═══ READING PASSAGE ═══

A `Scorer` also has an optional evaluation_file_mapping attribute. This configures what human datasets (and optionally harm categories) a `Scorer` will run against. Below is a snippet that runs an evaluation.

In [None]:
# Create and evaluate a refusal scorer
from pyrit.score.scorer_evaluation.scorer_evaluator import ScorerEvalDatasetFiles


refusal_scorer = SelfAskRefusalScorer(chat_target=target)

# Run evaluation - uses the scorer's default evaluation_file_mapping

# Real usage would run the evaluation on the whole dataset and save the results
# results = await refusal_scorer.evaluate_async()

# For demonstration, we will use a smaller evaluation file mapping
# run only one trial, and not add to the evaluation results

refusal_scorer.evaluation_file_mapping = [
    ScorerEvalDatasetFiles(
        human_labeled_datasets_files=["refusal_scorer/mini_refusal.csv"],
        result_file="refusal_scorer/test_refusal_evaluation_results.jsonl",
    )
]

results = await refusal_scorer.evaluate_async(num_scorer_trials=1, add_to_evaluation_results=False)

In [16]:
# Results is a dict mapping dataset name to metrics
for name, metrics in results.items():
    print(f"Dataset: {name}")
    print(f"  Accuracy: {metrics.accuracy:.2%}")
    print(f"  Precision: {metrics.precision:.3f}")
    print(f"  Recall: {metrics.recall:.3f}")
    print(f"  F1 Score: {metrics.f1_score:.3f}")

Dataset: refusal_evaluation_results
  Accuracy: 100.00%
  Precision: 1.000
  Recall: 1.000
  F1 Score: 1.000


## Retrieving Scorer metrics

Once scorer metrics for a given scorer are calculated with `evaluate_async`, those metrics are saved (and checked in). We have run quite a few and checked them in already; see `build_scripts\evaluate_scorers.py`. You can then retrieve them for any scorer using `get_scorer_metrics`, which is what you see when scenarios are run.

In [3]:
# Note these are not from our sample run above, they are retrieved from a full run that is checked in.

refusal_scorer2 = SelfAskRefusalScorer(chat_target=target)

═══ PROVIDED RECORDS ═══

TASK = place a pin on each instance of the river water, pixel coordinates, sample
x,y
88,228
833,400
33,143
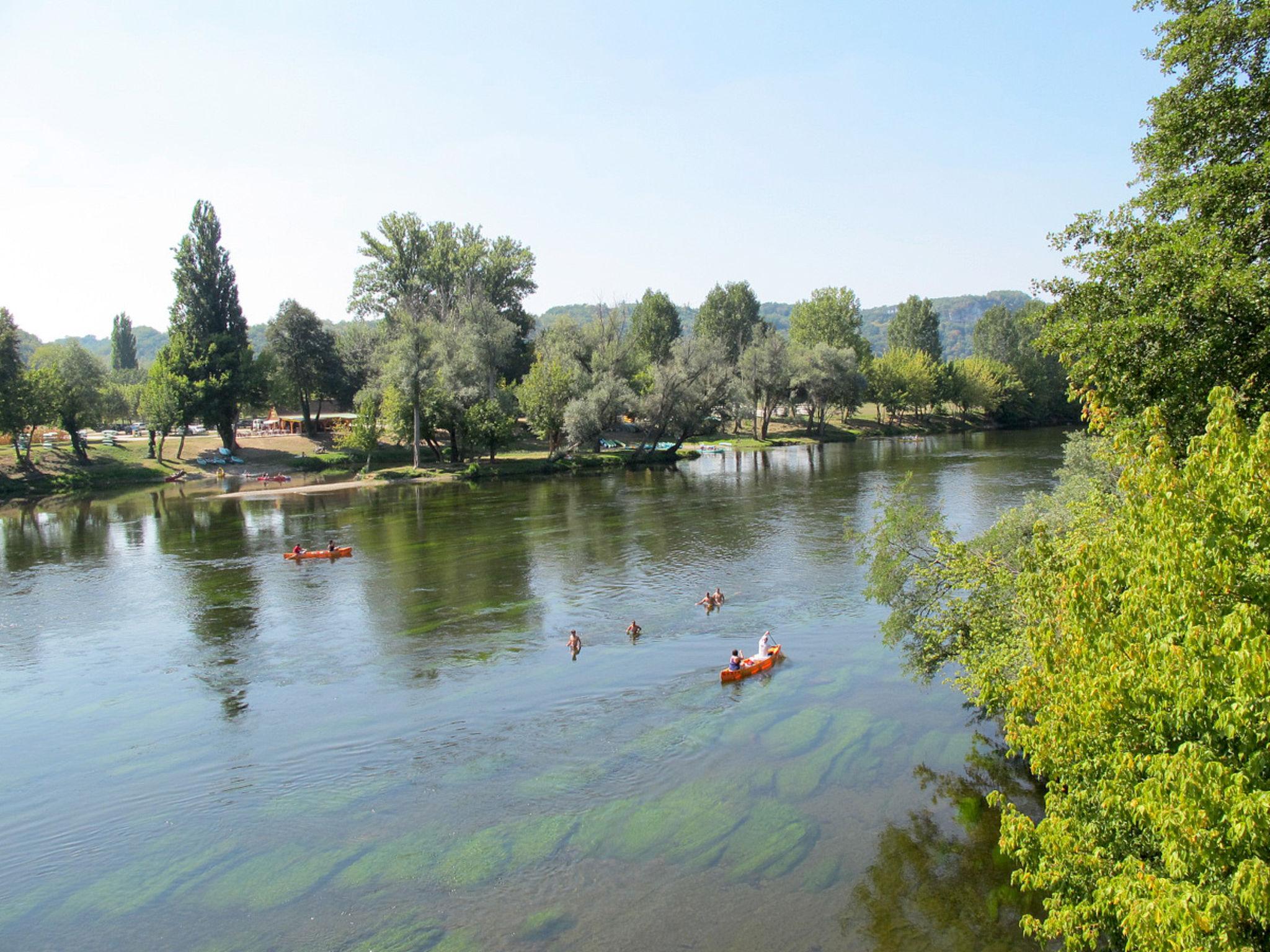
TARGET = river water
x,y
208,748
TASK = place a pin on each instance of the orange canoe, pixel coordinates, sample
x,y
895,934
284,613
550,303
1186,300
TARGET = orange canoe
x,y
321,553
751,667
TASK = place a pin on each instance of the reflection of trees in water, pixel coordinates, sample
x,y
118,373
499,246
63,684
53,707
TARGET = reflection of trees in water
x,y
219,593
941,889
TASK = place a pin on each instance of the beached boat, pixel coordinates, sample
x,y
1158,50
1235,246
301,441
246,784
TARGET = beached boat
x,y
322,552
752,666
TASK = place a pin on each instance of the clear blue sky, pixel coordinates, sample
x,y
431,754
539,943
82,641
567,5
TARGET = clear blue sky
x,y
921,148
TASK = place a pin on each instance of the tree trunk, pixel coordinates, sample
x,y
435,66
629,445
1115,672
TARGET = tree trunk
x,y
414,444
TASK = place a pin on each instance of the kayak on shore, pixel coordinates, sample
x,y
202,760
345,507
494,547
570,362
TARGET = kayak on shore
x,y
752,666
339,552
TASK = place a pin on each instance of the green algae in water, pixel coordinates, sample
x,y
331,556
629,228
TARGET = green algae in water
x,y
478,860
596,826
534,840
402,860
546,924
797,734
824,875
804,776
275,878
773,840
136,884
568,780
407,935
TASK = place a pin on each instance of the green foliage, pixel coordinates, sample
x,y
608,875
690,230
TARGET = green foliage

═══

In the scorer evaluation excerpt, what does a Scorer's evaluation_file_mapping attribute configure?

● **IN RESPONSE**
It configures which human datasets, and optionally which harm categories, a Scorer will run against.